Extracted material Start Marker

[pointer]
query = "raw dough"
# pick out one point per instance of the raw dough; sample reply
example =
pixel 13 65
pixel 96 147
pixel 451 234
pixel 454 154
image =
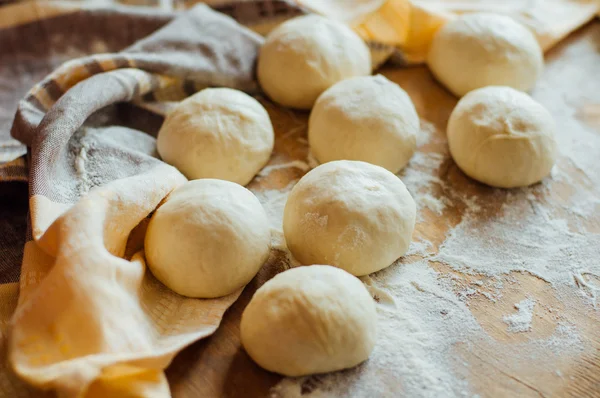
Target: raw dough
pixel 366 118
pixel 502 137
pixel 208 239
pixel 309 320
pixel 478 50
pixel 350 214
pixel 306 55
pixel 217 133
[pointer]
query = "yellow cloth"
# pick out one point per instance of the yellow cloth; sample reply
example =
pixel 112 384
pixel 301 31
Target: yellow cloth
pixel 134 367
pixel 410 25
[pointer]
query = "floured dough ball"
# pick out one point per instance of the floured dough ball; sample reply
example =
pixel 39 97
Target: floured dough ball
pixel 306 55
pixel 349 214
pixel 366 118
pixel 217 133
pixel 478 50
pixel 208 239
pixel 502 137
pixel 307 320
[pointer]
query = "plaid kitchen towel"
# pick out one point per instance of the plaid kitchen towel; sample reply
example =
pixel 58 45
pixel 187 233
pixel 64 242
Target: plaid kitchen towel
pixel 87 319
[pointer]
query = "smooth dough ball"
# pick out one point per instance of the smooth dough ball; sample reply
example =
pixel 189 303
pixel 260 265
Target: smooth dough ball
pixel 478 50
pixel 208 239
pixel 502 137
pixel 217 133
pixel 349 214
pixel 307 320
pixel 366 118
pixel 305 56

Extracted material End Marker

# Your goal
Every entry above should be written out again verbatim, with no pictures included.

# Your solution
[pointer]
query = "raw dough"
# pick out one point per instance of the raw dough; sample reply
example =
pixel 13 65
pixel 96 147
pixel 451 234
pixel 454 154
image =
Target: raw dough
pixel 366 118
pixel 502 137
pixel 208 239
pixel 309 320
pixel 478 50
pixel 350 214
pixel 306 55
pixel 217 133
[pointer]
query = "yellow cloth"
# pick out one point per instance of the yellow cloth; sample reply
example =
pixel 112 384
pixel 301 31
Target: yellow cloth
pixel 134 367
pixel 410 25
[pointer]
query = "floured dough ball"
# pick out one point per instance of the floured dough ball; sample reply
example =
pixel 39 97
Target: floured dough ball
pixel 306 55
pixel 349 214
pixel 366 118
pixel 217 133
pixel 478 50
pixel 208 239
pixel 502 137
pixel 307 320
[pointer]
query = "plaid kitchen towel"
# pick out one point per instance of the plaid kitchen towel; sample reply
example =
pixel 58 45
pixel 187 233
pixel 64 242
Target: plaid kitchen towel
pixel 87 319
[pointer]
query = "smooth dough ball"
# pick out one point per instance of the smooth dough ball; sample reply
example =
pixel 189 303
pixel 260 265
Target: smooth dough ball
pixel 478 50
pixel 208 239
pixel 502 137
pixel 217 133
pixel 349 214
pixel 307 320
pixel 366 118
pixel 305 56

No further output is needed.